Natural-language object grounding data:
⁂
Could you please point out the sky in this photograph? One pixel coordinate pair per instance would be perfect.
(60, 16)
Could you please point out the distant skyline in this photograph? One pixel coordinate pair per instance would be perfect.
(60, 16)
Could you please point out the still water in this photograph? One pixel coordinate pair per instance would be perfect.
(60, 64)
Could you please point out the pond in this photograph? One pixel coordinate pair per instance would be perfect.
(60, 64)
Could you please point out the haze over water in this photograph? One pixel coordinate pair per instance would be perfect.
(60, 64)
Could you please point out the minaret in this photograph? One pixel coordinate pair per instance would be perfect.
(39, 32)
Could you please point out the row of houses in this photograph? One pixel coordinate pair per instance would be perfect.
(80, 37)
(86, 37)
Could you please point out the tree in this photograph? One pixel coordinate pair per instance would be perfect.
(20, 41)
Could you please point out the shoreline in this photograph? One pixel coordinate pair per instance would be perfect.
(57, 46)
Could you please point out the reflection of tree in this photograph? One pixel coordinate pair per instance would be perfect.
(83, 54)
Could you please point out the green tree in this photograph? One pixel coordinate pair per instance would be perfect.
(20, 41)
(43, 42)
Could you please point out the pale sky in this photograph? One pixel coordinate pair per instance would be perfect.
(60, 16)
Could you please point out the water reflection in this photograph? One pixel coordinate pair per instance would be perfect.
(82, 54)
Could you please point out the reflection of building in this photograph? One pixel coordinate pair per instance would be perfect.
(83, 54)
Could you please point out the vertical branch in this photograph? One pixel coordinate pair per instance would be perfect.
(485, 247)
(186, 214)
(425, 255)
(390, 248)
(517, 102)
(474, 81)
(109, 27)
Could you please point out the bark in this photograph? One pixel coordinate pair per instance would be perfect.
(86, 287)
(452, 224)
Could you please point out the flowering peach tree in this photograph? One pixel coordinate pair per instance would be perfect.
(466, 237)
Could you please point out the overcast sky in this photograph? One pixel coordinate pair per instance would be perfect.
⁂
- WORK INSTRUCTION -
From beginning to end, the data must be duplicated exactly.

- EXERCISE RESULT -
Could you please point out the sky in this photograph? One pixel coordinate pair per instance would be perfect.
(60, 16)
Could you please point out the distant skyline in this photograph? One pixel coordinate pair per instance would be perfect.
(60, 16)
Could you please point out the still water in this photograph? One pixel coordinate pair per instance would be perfect.
(60, 64)
Could you please point out the pond in this photograph? One pixel coordinate pair per instance would be perfect.
(60, 64)
Could you please point out the haze over water in this photograph? One pixel coordinate pair per instance would be perfect.
(60, 64)
Could you please point out the minaret in this photograph? One pixel coordinate pair per instance would be perfect.
(39, 32)
Could you please point out the row of houses in this photograph? One pixel coordinate pair per instance would be perfect.
(80, 37)
(86, 37)
Could you please point out the tree in this photograph? One pixel coordinate pair per instance would be perfect.
(20, 41)
Could you please point out the shoreline in this photograph? One pixel coordinate pair per instance would be perfect.
(57, 46)
Could you please point out the reflection of tree in this photograph? One pixel coordinate pair per instance would be perfect.
(83, 54)
Could you please point out the green tree in this photograph? One pixel coordinate pair per instance would be perfect.
(20, 41)
(43, 42)
Could you please point out the pale sky in this photograph? One pixel coordinate pair per instance would be perfect.
(60, 16)
Could you please point out the water reflection in this photograph? One pixel coordinate pair per instance would be perfect.
(82, 54)
Could you please point out the reflection of building in this photograph? One pixel coordinate pair per instance would be perfect.
(83, 54)
Could you please point out the vertical branch in this photograph? One pixel coordinate pair per instance would be perfect.
(485, 247)
(186, 214)
(425, 255)
(390, 248)
(517, 102)
(474, 81)
(109, 27)
Could you please point out the bark in this photograph? One pixel coordinate pair per instance would be perfect.
(86, 287)
(452, 224)
Could you please point out the flowering peach tree in this photograph? One pixel coordinate pair per instance would be perfect.
(466, 237)
Could you please point out the overcast sky in this photograph? One pixel coordinate pair per instance would be perfect.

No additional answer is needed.